### GIVEN INFORMATION

_ _ _ _

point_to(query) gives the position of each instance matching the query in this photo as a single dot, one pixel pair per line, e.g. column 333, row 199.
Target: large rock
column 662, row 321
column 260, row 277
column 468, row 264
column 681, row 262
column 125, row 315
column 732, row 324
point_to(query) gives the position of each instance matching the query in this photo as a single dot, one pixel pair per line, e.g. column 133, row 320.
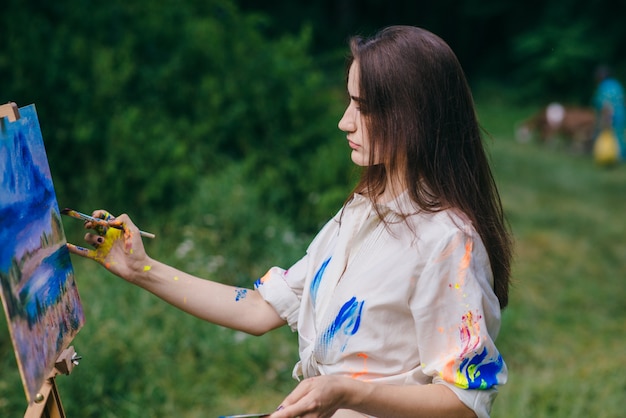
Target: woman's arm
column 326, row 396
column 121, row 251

_ _ _ _

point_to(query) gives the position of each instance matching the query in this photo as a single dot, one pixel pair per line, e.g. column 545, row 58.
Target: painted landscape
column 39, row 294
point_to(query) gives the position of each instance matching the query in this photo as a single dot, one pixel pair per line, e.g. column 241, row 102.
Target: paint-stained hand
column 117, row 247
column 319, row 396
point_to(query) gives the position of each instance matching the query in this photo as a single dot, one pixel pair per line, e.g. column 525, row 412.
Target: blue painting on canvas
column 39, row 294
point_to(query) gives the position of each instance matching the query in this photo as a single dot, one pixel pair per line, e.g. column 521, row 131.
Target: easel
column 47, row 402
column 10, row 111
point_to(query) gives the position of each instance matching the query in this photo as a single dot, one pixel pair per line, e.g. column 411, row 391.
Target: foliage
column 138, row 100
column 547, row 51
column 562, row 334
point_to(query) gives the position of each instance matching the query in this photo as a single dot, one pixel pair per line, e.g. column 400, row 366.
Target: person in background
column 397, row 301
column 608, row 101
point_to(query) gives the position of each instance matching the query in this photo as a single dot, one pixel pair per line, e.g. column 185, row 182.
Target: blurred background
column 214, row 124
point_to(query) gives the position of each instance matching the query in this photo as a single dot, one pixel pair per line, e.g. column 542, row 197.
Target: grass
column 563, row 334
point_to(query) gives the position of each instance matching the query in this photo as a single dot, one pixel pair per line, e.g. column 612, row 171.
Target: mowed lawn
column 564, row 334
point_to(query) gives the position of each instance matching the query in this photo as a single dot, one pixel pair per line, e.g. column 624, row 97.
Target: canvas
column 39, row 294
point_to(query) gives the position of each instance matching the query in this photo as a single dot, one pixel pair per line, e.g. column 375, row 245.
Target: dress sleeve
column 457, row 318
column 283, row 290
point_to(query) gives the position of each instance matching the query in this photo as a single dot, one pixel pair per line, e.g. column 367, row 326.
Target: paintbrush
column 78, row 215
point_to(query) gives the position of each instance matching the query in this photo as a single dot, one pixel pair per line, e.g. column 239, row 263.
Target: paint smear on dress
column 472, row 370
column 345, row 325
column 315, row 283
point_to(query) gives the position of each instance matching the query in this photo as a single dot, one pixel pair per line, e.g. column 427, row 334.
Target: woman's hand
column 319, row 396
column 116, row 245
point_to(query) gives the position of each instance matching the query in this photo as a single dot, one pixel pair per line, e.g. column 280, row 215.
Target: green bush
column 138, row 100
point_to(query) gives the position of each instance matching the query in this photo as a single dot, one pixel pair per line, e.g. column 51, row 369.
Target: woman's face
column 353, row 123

_ _ _ _

### PROBLEM TO SOLVE
Rewrite everything from the line containing "521, row 131." down to the line containing "column 608, row 101" in the data above, changing "foliage" to "greenery" and leaving all else as it is. Return only those lines.

### RESPONSE BELOW
point_to(query) gives the position of each instance matching the query in this photo as a single dot, one pixel pair per line, e.g. column 521, row 131.
Target: easel
column 47, row 402
column 10, row 111
point_to(query) gives the position of each instance matching the query in this photo as a single dot, one pixel pair per line, e.g. column 411, row 391.
Target: greenery
column 138, row 100
column 547, row 51
column 562, row 334
point_to(query) gives the position of each instance matching the query in this photo as a single dot, one pixel pair per line, e.g. column 400, row 366.
Target: person in background
column 397, row 301
column 608, row 101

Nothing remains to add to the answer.